**** Alıntı ****

28 Eylül 2012 Cuma

'Dul Kadının Cocuğu' olduğu icin Demirel'i korumuslar! -Başbakan Demirel'in burnunu kim kırmıştı hatırlıyor musunuz? -Gerçek bir laf üreticisi: Demirel


'Dul Kadının Cocuğu' olduğu icin Demirel'i korumuslar!

9. Cumhurbaşkanı Süleyman Demirel'in başta' Ergenekon Davası' sanıklarından Prof. Mehmet Haberal olmak üzere bazı isimlerin CHP aday listelerinde yer almaları için aracılık ettiği iddiaları siyaset gündemini karıştırdı. Demirel'e yakınlıklarıyla bilinen ve daha önce Merkez Sağ'da yer alan isimlerin CHP'den aday olmaları şaşkınlıkla karşılanmıştı. Demirel sözkonusu isimlerin CHP listesinde yer almaları için aracılık yaptığını yalanlıyor. Ancak çoğu insan Demirel'le adı geçen isimler arasında bir mahfil ilişkisi olduğuna inanıyor. Tartışmalar 1964 yılında Adalet Partisi'nin 2. Büyük Kongresi'nde Demirel hakkında 'Mason' olduğuna dair ortaya atılan iddiaları bir kez daha hafızalara getiriyor. Demirel 46 yıldır Mason olmadığını iddia ediyor ama gerçekler başka türlü söylüyor.
Siyasetin en renkli figürlerinden biri olarak 'Süleyman Demirel' neredeyse yarım asırdır hayatımızın içinde.
Ulaşabileceği her makama erişti, Cumhurbaşkanı da oldu ama hala siyaseti bir biçimde etkilemeye devam ediyor.
Şurası gerçek, Demirel kendi siyasi tabanını teşkil eden ve onu yüksek makamlara taşıyan muhafazakar kesimleri '28 Şubat' sürecinde büyük bir hayal kırıklığına uğratarak aslında bir bakıma jübilesini de yapmış oldu.
Oyundan çıktı ama rolünü oynamaya da devam ediyor.
1960'ların ortalarından itibaren kendini 'nurlu ufukların adamı' olarak sunan Demirel bir zamanlar kanlı bıçaklı siyasi hasmı CHP'ye destek vermekle itham ediliyor.
Doğrusu, bu bir itham değil ve Demirel kozlarını açık oynuyor.
Demirel'in başta CHP olmak üzere Meclise girme potansiyeli taşıyan muhalefet partilerinin aday listelerine kendine yakın isimlerin yerleştirilmesi için aracılık ettiği rivayet olunuyor.
Tabii Demirel bu iddiaları doğrulamıyor ama başta 'Ergenekon Davası'ndan tutuklu bulunan Prof. Mehmet Haberal olmak üzere sözkonusu kişilere sahiplenmekten de kaçınmıyor.

****

[Görev 1]: Alıntıya göre Demirel kaç yıldır Mason olmadığını iddia ediyor?
[Görev 2]: Alıntıdaki "9. Cumhurbaşkanı Süleyman Demirel'in başta" diye başlayan paragrafı, ana bilgileri koruyarak madde madde yaz.
[Görev 3]: Alıntının "Ulaşabileceği her makama" kısmından "vermekle itham ediliyor." kısmına kadar olan bölümünü, "muhafazakar" ifadesini "tutucu" ile değiştirerek yeniden yaz.

**** Öğe Listesi ****

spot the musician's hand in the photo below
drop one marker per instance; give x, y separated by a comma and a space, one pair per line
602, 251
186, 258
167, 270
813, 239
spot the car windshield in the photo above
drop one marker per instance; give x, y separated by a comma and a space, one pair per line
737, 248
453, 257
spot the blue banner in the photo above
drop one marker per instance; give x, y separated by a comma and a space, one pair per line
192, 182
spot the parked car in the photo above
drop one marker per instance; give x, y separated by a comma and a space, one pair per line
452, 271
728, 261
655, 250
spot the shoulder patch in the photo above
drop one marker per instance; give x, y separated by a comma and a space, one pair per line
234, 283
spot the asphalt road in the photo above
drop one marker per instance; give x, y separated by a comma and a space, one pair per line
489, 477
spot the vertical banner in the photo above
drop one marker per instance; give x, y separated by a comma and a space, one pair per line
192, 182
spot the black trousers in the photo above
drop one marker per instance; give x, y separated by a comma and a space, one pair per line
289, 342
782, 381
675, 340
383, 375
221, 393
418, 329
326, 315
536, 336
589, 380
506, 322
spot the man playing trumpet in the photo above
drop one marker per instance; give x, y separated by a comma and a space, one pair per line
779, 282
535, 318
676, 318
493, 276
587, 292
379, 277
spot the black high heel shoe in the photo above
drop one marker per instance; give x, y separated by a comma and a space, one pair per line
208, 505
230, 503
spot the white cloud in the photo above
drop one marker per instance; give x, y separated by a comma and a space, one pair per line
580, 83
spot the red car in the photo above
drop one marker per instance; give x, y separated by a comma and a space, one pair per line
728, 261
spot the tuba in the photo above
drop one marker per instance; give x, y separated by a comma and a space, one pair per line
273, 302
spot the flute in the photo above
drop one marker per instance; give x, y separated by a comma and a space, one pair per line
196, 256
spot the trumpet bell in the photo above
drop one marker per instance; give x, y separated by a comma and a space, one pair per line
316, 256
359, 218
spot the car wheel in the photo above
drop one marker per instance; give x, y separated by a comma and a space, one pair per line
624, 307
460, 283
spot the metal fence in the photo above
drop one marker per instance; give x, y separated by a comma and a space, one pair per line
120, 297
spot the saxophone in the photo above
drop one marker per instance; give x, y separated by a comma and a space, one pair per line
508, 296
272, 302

****

[Görev Çıktısı 1]: 46 yıldır.

[Görev Çıktısı 2]:
- 9. Cumhurbaşkanı Süleyman Demirel'in, Ergenekon Davası sanığı Prof. Mehmet Haberal başta olmak üzere bazı isimlerin CHP aday listelerine girmesine aracılık ettiği iddia edildi.
- Demirel'e yakın ve daha önce Merkez Sağ'da yer alan isimlerin CHP'den aday olması şaşkınlık yarattı.
- Demirel bu aracılığı yalanlıyor, ama çoğu insan onunla bu isimler arasında bir mahfil ilişkisi olduğuna inanıyor.
- Tartışmalar, 1964'te Adalet Partisi'nin 2. Büyük Kongresi'nde Demirel'in Mason olduğuna dair ortaya atılan iddiaları yeniden hatırlatıyor.
- Demirel 46 yıldır Mason olmadığını iddia ediyor, ancak gerçekler başka türlü söylüyor.

[Görev Çıktısı 3]:
Ulaşabileceği her makama erişti, Cumhurbaşkanı da oldu ama hala siyaseti bir biçimde etkilemeye devam ediyor.
Şurası gerçek, Demirel kendi siyasi tabanını teşkil eden ve onu yüksek makamlara taşıyan tutucu kesimleri '28 Şubat' sürecinde büyük bir hayal kırıklığına uğratarak aslında bir bakıma jübilesini de yapmış oldu.
Oyundan çıktı ama rolünü oynamaya da devam ediyor.
1960'ların ortalarından itibaren kendini 'nurlu ufukların adamı' olarak sunan Demirel bir zamanlar kanlı bıçaklı siyasi hasmı CHP'ye destek vermekle itham ediliyor.